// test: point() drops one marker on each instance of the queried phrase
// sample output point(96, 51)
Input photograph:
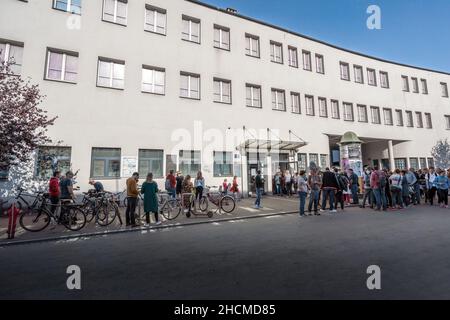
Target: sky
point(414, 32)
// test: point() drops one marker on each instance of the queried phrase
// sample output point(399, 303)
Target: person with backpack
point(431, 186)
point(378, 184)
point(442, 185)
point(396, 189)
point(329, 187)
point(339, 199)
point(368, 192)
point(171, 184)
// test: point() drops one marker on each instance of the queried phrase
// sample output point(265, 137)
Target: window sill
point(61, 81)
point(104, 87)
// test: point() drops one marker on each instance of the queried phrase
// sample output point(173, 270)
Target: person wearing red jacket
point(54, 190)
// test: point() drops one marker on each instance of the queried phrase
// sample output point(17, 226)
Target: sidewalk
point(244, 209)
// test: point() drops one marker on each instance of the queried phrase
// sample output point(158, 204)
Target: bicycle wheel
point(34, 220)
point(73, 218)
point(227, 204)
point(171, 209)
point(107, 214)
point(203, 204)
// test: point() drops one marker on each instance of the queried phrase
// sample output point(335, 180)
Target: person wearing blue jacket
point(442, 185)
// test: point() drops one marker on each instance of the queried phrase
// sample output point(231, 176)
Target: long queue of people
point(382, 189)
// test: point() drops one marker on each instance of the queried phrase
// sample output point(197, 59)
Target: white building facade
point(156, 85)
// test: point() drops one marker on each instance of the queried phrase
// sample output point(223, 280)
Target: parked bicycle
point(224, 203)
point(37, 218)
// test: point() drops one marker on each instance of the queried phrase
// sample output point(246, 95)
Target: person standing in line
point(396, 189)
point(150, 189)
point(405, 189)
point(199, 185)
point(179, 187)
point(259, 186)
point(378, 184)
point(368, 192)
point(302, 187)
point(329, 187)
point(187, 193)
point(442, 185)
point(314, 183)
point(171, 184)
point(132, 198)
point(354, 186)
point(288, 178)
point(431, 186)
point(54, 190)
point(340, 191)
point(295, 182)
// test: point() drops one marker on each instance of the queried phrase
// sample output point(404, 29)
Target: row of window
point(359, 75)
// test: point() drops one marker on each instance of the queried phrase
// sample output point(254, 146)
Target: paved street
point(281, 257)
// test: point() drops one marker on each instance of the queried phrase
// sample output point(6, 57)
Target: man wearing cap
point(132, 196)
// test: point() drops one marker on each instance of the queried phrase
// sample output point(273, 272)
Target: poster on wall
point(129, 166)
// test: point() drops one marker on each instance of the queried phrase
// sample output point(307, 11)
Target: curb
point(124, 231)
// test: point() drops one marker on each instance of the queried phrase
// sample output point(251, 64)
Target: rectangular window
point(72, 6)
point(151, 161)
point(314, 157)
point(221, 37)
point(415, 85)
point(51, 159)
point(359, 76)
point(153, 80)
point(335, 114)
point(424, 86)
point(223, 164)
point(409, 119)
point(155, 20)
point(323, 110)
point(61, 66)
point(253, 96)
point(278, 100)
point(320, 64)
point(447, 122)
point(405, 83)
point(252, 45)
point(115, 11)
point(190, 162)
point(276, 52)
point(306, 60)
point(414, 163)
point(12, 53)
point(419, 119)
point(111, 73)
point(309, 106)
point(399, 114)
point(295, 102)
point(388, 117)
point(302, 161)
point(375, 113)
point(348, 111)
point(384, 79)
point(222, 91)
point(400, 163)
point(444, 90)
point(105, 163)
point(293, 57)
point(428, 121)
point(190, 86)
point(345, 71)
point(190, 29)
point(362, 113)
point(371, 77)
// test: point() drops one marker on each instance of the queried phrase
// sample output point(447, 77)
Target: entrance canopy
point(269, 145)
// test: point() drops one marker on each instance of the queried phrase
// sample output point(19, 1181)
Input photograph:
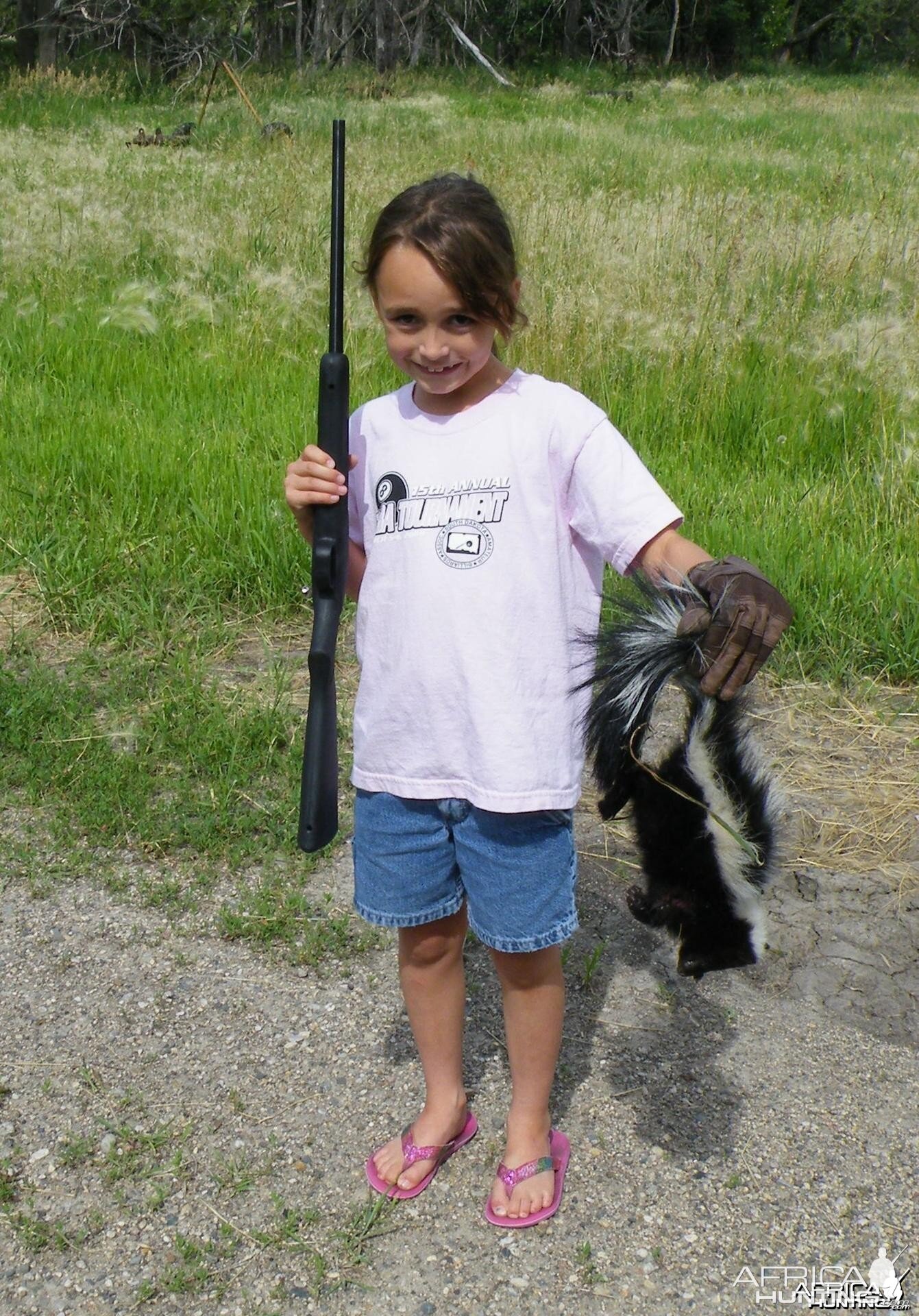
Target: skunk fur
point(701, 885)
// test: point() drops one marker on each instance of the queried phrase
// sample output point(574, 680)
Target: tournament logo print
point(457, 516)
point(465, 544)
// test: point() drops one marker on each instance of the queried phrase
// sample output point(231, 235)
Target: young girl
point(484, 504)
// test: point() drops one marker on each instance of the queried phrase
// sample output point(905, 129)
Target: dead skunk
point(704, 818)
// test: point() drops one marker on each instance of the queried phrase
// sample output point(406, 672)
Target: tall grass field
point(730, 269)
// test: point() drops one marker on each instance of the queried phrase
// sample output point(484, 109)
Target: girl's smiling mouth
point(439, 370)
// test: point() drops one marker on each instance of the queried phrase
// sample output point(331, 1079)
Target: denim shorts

▶ [What is asked]: Reproduce the lines exactly as they appear, from the start of the items up to and including the line with "point(203, 204)", leaving the pictures out.

▶ [Exercise output]:
// test: point() drops one marker on each instance of the queried phrase
// sample output point(96, 51)
Input photograph:
Target: sky
point(414, 32)
// test: point() drops one marker on each instance of the queried phrase
// sample output point(399, 303)
Target: person with backpack
point(431, 186)
point(378, 184)
point(442, 185)
point(396, 189)
point(329, 187)
point(339, 199)
point(368, 192)
point(171, 184)
// test: point() drops one marker on each instance of the queried phrase
// sample output point(265, 137)
Target: window sill
point(61, 81)
point(104, 87)
// test: point() drops one marker on each instance of the queried phrase
// sample output point(173, 270)
Target: person wearing red jacket
point(54, 190)
// test: point() drops one marker on each instance of the queried phrase
// sample output point(17, 226)
Target: sidewalk
point(244, 209)
// test: point() drops one marker on each instance of the queried phrase
// sample output point(158, 204)
Target: bicycle wheel
point(34, 220)
point(73, 218)
point(227, 204)
point(171, 209)
point(107, 214)
point(203, 204)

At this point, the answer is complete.